_Task goal_
Report each line of the records that contains the string "blue". Matching is case-sensitive.

== Raw records

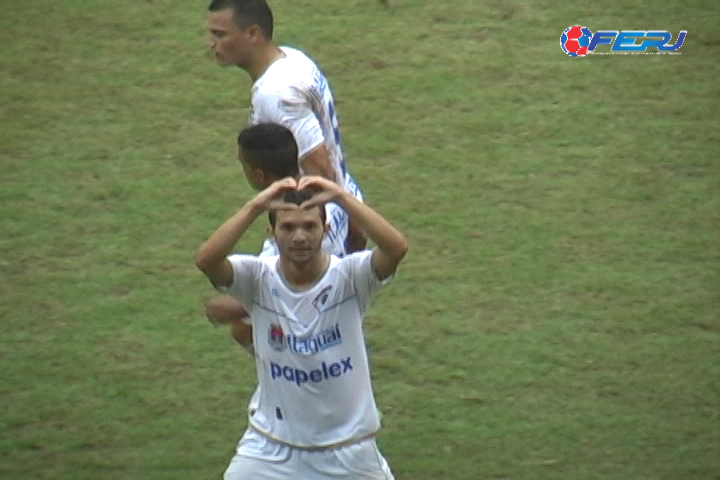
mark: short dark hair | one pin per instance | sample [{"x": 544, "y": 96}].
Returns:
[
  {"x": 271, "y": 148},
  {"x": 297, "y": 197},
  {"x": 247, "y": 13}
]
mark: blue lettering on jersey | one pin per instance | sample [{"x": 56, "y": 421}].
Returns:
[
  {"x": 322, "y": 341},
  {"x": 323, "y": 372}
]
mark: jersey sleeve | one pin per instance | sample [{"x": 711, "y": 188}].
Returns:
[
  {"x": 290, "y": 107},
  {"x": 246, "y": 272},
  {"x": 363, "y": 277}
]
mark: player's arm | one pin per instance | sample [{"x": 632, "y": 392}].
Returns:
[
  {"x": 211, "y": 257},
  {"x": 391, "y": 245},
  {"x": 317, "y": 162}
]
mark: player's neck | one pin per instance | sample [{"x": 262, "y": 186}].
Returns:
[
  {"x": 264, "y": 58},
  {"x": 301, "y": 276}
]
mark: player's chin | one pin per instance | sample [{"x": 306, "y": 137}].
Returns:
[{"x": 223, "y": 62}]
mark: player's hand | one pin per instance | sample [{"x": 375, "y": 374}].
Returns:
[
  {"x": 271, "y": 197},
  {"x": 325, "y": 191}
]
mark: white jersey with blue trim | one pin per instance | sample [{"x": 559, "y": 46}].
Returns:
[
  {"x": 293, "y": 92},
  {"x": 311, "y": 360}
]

====
== Raw records

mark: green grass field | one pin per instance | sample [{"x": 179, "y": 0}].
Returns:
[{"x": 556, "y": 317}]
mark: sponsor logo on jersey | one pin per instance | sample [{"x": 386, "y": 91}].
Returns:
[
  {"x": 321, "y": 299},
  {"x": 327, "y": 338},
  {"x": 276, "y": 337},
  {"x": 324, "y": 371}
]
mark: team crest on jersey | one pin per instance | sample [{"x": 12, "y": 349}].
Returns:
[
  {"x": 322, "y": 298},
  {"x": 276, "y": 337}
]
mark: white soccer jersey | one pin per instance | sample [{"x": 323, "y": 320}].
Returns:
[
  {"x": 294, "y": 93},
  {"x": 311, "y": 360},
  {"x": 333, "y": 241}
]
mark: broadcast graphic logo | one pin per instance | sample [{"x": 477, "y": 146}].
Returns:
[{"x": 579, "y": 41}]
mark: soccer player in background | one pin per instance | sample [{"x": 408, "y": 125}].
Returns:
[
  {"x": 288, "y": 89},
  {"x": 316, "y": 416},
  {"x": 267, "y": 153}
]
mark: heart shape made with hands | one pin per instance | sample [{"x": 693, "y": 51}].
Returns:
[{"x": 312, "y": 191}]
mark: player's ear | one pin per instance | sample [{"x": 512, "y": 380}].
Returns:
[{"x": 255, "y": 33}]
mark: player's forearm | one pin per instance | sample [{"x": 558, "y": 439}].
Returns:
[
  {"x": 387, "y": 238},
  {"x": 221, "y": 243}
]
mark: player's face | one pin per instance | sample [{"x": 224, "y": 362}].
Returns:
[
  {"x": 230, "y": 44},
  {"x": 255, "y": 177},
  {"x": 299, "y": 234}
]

====

_Solved exercise_
mark: blue lettering on jersey | one pin per instance | sample [{"x": 56, "y": 421}].
mark: white jersey with blue trim | one pin per instance | sample [{"x": 559, "y": 46}].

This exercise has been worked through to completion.